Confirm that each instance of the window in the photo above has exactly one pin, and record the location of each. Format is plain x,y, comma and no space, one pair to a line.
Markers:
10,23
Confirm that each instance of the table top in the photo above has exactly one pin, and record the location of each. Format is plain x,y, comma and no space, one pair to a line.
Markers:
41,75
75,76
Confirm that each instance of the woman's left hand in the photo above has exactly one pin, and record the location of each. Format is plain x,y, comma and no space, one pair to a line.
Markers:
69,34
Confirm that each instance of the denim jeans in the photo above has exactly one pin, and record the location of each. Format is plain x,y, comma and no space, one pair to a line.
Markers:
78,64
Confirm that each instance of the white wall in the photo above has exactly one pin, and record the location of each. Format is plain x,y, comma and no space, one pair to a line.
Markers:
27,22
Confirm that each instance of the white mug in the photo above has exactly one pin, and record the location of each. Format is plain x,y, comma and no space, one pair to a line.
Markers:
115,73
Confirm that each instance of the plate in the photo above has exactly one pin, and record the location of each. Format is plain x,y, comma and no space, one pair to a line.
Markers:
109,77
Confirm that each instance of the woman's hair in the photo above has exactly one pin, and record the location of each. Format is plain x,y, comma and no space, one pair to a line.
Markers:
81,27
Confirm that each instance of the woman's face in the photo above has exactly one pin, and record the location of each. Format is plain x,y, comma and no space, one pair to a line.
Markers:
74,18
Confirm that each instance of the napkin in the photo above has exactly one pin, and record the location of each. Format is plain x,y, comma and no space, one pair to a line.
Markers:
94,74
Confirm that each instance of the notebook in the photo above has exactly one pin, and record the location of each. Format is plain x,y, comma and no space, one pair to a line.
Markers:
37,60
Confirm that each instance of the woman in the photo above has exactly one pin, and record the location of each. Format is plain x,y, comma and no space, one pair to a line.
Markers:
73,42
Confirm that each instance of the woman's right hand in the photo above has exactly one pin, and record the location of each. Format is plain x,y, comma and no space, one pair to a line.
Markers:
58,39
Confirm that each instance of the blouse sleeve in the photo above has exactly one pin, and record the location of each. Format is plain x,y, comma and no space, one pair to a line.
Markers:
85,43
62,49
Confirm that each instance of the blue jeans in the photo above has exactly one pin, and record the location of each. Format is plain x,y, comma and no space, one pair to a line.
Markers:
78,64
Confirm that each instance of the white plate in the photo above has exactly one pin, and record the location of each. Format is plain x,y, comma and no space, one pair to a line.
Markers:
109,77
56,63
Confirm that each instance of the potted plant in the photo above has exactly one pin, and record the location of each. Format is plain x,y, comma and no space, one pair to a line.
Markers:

#### WHAT THE EXERCISE ASKS
Reproduce all of the data above verbatim, from the first line to the last, without altering any character.

#### FINAL RESULT
Confirm that each instance of the window in the photo above has exactly one pin, and record the location of each. Format is plain x,y, comma and no space, one pair to a line.
Markers:
10,23
Confirm that each instance of the table top in the photo above has exactly one pin, and record the location of each. Format is plain x,y, comma and no space, one pair to a line.
Markers:
41,75
75,76
Confirm that each instance of the woman's left hand in the photo above has exactly one pin, and record the location of each. Format is plain x,y, comma and no space, one pair to a line.
Markers:
69,34
Confirm that each instance of the denim jeans in the photo above has exactly one pin, and record the location of each. Format is plain x,y, comma and no space, one pair to a line.
Markers:
78,64
Confirm that each instance of the white wall in the photo above has exactly one pin, and record the location of each. Format is plain x,y, comma and no space, one pair to a line.
Markers:
27,22
Confirm that each instance of the white mug in the photo above has exactly one pin, and record the location of each. Format is plain x,y, comma and no space, one pair to a line.
Markers:
115,73
Confirm that each instance of the plate in the photo above has exactly one pin, and record the location of each. Format is plain x,y, comma and no space, one pair to a line.
Markers:
109,77
Confirm that each instance of the woman's hair in the photo above has exactly one pin, and record the location of each. Format is plain x,y, comma and no space, one pair to a line.
Markers:
81,27
Confirm that each instance of the woman's face in the photo above has exactly one pin, and record the location of each. Format is plain x,y, comma and no space, one pair to a line.
Markers:
74,18
Confirm that each instance of the napkin in the photo above has exactly one pin, and record the location of each. Format is plain x,y, comma and no space, one pair to a line.
Markers:
94,74
Confirm that each instance of the notebook in the photo above has exactly one pin, and record the location of each. Format is plain x,y, comma and no space, one pair to a line.
Markers:
37,60
Confirm that each instance of the woman in the photo above has exactly one pin, and record the location of each. Format is plain x,y, comma and no space, one pair to a line.
Markers:
73,42
Confirm that each instance of the woman's right hand in the photo above has exactly one pin, and record the location of each. Format is plain x,y, comma and no space, one pair to a line.
Markers:
58,39
Confirm that each instance of the blouse sleeve in the photo above has exactly one pin, and record the location of each. Format is plain x,y, comma and no space, one pair to a line.
Markers:
85,43
62,49
Confirm that each instance of the blue jeans in the photo above has exactly one pin, and record the location of each. Format is plain x,y, comma and no space, one pair to a line.
Markers:
78,64
Confirm that each instance of the white plate in the photo above has exactly one pin, and record the location of each. Format is plain x,y, comma and no space, one pair to a line.
Markers:
109,77
56,63
Confirm that each instance of the potted plant in the photo above has exactly one pin, and record the location of each. Format is plain x,y, comma and no space, one pair to a line.
Markers:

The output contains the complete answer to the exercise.